**PROBLEM**. Arrange the listing below as a numbered list, starting at the line that contains "Exercise. Point to the sandy" and continuing through the end of the listing, with blank lines omitted.

**Coordinate annotation records**.
-.-.-
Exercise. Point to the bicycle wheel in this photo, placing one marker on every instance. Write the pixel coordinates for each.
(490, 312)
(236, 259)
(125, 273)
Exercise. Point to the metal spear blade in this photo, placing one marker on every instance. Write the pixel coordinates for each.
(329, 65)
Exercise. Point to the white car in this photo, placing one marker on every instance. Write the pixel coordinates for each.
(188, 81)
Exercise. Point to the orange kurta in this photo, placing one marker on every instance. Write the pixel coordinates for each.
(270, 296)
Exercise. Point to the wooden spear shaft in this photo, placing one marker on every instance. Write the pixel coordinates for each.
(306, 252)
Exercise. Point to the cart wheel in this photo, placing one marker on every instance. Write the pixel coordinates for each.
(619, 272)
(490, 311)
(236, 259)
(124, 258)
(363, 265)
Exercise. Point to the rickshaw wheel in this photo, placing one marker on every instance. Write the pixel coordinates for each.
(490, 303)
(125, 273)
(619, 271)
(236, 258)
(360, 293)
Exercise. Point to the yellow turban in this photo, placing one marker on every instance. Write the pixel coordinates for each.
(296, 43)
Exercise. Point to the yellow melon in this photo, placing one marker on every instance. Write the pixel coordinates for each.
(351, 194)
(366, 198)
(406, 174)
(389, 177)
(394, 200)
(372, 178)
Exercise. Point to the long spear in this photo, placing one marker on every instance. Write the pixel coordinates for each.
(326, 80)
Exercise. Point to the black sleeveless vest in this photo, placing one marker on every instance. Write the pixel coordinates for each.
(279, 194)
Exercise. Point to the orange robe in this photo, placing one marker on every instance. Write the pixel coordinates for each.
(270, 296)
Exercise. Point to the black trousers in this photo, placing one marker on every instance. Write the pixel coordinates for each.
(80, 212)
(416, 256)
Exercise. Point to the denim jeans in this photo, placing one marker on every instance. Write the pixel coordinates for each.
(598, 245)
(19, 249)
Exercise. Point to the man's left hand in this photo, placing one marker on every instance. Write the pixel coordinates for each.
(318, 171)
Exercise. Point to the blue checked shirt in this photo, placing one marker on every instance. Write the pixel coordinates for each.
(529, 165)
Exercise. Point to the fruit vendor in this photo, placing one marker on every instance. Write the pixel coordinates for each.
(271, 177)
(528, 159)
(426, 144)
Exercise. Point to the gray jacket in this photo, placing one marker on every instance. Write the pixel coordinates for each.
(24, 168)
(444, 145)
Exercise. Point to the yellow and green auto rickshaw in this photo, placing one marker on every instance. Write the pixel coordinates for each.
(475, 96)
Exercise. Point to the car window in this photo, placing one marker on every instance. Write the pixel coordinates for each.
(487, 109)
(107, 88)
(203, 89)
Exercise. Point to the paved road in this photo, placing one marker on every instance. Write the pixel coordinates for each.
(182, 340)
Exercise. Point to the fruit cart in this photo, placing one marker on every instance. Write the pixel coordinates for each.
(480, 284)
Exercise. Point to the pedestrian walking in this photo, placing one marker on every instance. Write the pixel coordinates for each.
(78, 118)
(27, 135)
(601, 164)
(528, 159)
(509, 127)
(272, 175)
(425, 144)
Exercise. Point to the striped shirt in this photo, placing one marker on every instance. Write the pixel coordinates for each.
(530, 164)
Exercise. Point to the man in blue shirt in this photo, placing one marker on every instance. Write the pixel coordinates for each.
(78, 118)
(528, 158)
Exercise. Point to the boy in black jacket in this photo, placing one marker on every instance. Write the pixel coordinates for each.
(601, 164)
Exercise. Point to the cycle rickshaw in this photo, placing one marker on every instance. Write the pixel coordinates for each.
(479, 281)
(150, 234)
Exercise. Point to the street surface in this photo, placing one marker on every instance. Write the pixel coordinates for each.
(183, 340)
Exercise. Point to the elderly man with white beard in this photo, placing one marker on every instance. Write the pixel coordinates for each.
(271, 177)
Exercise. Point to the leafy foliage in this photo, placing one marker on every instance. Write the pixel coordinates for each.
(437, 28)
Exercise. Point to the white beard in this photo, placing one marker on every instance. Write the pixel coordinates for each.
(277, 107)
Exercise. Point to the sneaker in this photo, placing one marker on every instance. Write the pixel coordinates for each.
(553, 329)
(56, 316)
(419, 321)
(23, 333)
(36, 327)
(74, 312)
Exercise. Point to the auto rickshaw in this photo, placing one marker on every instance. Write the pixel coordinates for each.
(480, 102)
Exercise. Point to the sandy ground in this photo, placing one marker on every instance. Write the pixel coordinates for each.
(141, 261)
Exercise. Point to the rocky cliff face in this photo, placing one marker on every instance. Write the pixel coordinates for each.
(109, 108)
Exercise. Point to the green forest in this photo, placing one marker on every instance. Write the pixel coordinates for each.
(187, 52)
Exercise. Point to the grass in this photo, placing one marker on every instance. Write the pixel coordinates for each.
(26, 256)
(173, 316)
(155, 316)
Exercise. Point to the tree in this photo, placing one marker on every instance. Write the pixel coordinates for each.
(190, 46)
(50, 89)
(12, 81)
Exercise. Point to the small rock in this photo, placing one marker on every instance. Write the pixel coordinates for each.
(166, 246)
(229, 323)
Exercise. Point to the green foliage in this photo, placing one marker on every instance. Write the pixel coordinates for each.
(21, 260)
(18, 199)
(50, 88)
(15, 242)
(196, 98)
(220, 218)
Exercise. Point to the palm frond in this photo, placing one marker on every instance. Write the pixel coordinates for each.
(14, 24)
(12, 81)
-.-.-
**RESPONSE TO THIS EXERCISE**.
1. Exercise. Point to the sandy ground in this photo, placing one marker on every instance. Write the pixel coordinates for each.
2. (141, 261)
3. Exercise. Point to the rocky cliff face in this photo, placing one marker on every instance. Write the pixel coordinates for each.
4. (109, 108)
5. Exercise. Point to the green forest in this photo, placing one marker on every instance. Write the pixel coordinates for each.
6. (187, 52)
7. Exercise. Point to the grass in this photo, placing one marker on every instance. Write the pixel coordinates for each.
8. (26, 256)
9. (173, 316)
10. (155, 316)
11. Exercise. Point to the tree in this photo, placing one marker on every instance. Write the pixel coordinates for each.
12. (190, 46)
13. (50, 89)
14. (12, 81)
15. Exercise. Point to the small rock in this photo, placing one marker on every instance. Write the pixel coordinates for each.
16. (166, 246)
17. (229, 323)
18. Exercise. Point to the green foliage in this photo, placing one marker on every instance. Write the pixel coordinates for each.
19. (21, 260)
20. (18, 199)
21. (50, 88)
22. (15, 242)
23. (196, 98)
24. (220, 218)
25. Exercise. Point to the palm frond in this photo, placing one marker on every instance. Write the pixel coordinates for each.
26. (14, 24)
27. (12, 81)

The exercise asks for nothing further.